**RECORDS PROVIDED**
* * *

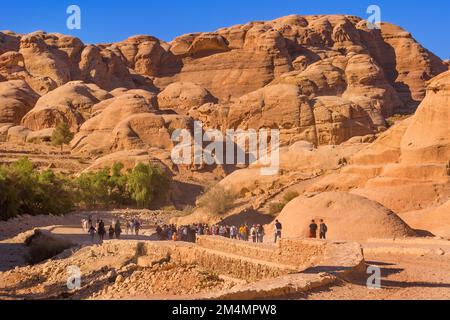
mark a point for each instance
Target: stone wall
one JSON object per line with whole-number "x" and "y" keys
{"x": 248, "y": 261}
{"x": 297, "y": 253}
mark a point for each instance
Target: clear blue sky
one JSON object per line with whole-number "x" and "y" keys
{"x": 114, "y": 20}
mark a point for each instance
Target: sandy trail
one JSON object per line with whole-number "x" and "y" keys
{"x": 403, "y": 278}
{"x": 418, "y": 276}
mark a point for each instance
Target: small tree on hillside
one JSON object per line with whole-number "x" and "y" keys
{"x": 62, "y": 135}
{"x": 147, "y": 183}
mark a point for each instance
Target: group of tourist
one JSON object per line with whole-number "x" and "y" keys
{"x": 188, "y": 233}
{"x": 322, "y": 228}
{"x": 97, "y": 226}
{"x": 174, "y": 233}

* * *

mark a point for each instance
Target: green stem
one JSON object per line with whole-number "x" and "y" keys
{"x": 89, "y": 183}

* * *

Using the entries above, return each line that includes the word "Target".

Target: stone wall
Target: clear blue sky
Target: sandy trail
Target: small tree on hillside
Target: group of tourist
Target: green stem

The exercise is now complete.